» Material for this task:
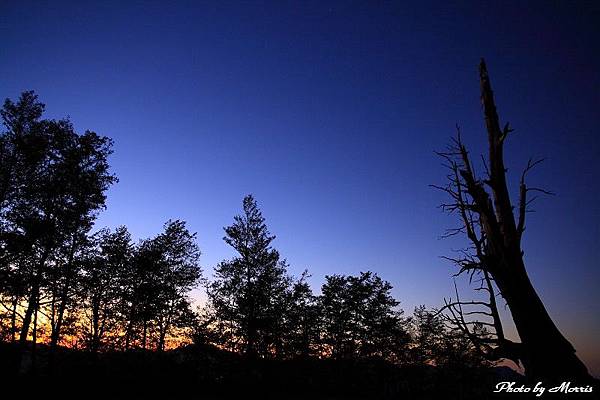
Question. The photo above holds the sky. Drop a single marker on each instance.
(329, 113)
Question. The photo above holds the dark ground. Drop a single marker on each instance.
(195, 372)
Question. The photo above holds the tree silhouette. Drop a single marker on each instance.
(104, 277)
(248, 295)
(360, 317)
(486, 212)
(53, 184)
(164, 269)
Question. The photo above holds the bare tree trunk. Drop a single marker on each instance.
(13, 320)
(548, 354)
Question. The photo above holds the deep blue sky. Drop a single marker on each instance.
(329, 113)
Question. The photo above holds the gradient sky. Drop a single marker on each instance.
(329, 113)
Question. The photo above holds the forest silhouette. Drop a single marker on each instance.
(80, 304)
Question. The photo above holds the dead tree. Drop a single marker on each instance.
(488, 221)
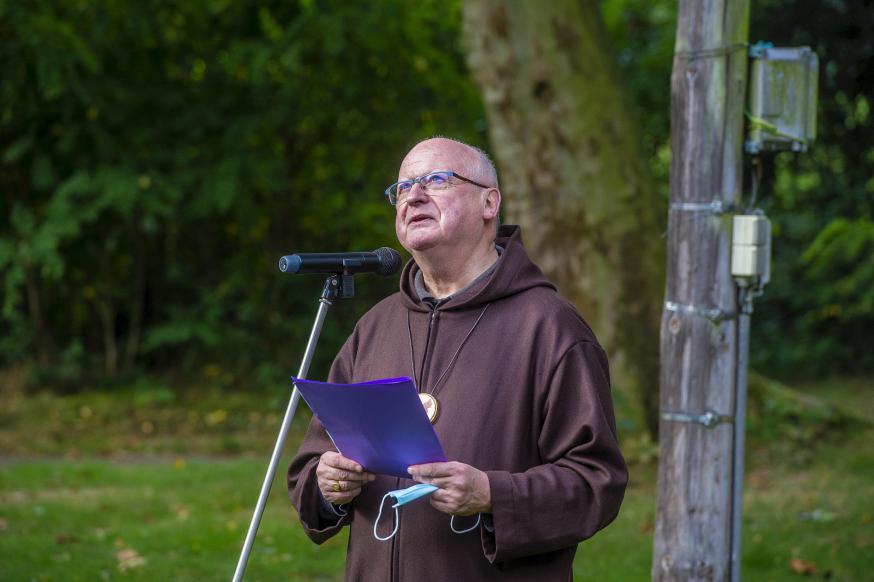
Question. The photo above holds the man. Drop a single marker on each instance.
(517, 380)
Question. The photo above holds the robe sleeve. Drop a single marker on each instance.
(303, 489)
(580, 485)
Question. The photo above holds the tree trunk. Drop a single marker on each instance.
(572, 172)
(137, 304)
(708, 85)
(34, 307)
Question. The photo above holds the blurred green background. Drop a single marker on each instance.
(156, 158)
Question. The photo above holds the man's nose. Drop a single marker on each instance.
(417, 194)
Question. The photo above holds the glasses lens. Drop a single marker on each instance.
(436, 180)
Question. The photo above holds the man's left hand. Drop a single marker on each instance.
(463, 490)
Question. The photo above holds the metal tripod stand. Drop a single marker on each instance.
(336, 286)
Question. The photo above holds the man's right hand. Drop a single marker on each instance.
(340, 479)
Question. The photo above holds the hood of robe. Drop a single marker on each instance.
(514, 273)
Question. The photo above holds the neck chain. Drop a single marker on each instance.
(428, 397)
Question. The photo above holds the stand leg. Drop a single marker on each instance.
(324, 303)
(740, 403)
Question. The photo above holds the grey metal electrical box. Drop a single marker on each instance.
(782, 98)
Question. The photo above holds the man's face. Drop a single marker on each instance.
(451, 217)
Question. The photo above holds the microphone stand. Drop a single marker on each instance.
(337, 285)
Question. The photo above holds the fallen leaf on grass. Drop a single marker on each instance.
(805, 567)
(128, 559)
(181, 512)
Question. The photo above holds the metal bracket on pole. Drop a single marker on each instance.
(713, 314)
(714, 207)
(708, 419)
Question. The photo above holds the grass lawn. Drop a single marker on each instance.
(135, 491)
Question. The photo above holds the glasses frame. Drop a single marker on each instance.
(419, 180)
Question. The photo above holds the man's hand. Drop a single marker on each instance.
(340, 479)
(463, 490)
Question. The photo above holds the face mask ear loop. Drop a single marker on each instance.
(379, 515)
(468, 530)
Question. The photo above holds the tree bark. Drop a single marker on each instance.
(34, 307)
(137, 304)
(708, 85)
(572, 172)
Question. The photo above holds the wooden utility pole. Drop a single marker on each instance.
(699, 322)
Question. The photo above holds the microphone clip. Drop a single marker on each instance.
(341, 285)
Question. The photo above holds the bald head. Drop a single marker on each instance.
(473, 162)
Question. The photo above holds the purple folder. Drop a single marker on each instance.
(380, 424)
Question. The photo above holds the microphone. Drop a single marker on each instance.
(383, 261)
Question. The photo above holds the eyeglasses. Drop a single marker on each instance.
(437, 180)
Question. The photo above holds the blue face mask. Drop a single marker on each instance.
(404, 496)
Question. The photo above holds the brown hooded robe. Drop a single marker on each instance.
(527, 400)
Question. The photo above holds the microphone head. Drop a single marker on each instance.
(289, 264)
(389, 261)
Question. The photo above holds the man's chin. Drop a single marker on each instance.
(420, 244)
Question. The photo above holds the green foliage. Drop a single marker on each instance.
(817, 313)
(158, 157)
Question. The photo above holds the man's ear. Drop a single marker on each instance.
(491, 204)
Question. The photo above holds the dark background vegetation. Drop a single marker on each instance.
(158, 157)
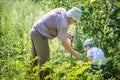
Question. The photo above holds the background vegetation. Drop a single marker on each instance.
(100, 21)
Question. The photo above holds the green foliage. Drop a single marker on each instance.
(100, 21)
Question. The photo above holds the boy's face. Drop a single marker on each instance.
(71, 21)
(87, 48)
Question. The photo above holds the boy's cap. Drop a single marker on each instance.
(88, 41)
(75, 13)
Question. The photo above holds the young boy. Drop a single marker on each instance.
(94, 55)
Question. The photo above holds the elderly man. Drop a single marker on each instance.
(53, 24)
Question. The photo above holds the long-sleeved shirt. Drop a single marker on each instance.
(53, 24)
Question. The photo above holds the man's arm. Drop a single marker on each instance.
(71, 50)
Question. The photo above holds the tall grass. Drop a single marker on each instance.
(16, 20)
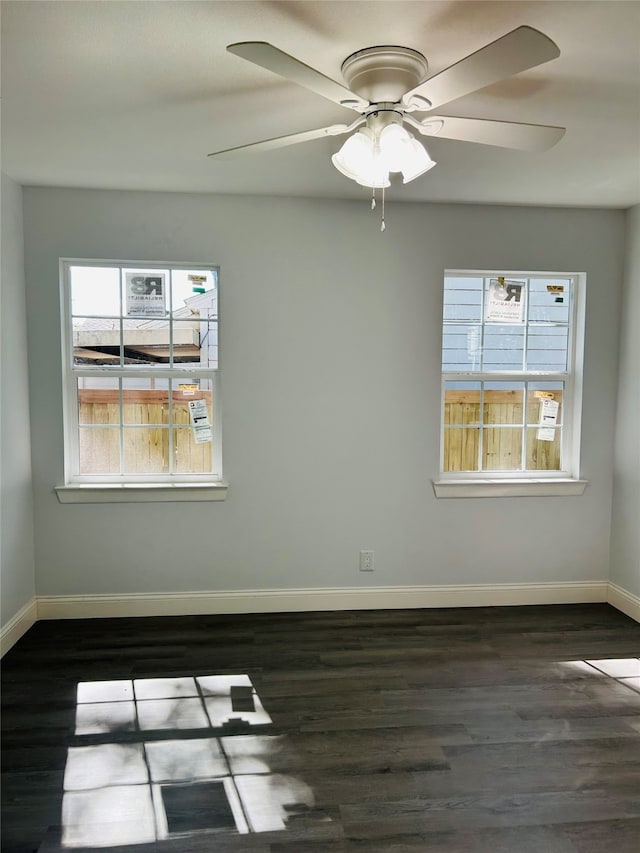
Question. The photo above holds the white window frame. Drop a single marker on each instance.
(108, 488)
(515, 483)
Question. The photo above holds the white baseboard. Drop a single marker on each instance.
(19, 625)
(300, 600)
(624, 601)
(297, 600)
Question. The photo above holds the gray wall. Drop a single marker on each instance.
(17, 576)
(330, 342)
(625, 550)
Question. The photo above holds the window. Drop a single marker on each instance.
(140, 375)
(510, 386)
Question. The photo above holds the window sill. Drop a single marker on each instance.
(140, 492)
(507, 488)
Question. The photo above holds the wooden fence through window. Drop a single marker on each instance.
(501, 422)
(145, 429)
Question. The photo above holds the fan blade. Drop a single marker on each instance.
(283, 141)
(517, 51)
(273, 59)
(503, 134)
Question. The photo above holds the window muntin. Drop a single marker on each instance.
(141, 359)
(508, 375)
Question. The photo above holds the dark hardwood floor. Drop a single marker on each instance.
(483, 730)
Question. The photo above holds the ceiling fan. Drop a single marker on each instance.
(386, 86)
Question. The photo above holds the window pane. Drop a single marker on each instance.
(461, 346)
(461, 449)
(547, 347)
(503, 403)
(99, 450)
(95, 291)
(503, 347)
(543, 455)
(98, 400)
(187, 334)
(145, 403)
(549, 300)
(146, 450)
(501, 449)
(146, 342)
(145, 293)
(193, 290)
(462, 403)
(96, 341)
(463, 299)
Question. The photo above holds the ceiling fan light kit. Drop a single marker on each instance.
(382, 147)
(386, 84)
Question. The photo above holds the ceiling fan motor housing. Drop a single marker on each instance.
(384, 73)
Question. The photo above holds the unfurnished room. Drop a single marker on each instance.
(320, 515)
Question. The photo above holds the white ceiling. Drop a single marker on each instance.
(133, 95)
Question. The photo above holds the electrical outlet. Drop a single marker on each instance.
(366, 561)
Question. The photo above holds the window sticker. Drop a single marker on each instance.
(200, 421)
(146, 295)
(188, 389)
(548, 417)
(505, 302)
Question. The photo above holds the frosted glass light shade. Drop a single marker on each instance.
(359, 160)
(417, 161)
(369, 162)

» Work required:
Quote exactly the line containing "Question. The photo above holds the ceiling fan motor" and every later line through the end of the listing, and no other lines.

» Solved exercise:
Question. The photo above holds the ceiling fan motor housing. Drop a single marker on each instance.
(384, 73)
Question. The photo above holds the unfurnished room. Drop a single marker on each instance.
(320, 515)
Question. The photo above holds the white ceiling. Drop a single marker on each instance.
(133, 95)
Question. The photo above holds the electrical outlet. Drop a single marker on each instance.
(366, 561)
Question. The photo above holds the window sticker. Drop a single marker on each instance.
(200, 421)
(146, 295)
(188, 389)
(548, 417)
(505, 302)
Question. The photo above holds the frosted glass light shade. Drop a single marker on each instance.
(359, 160)
(417, 161)
(369, 162)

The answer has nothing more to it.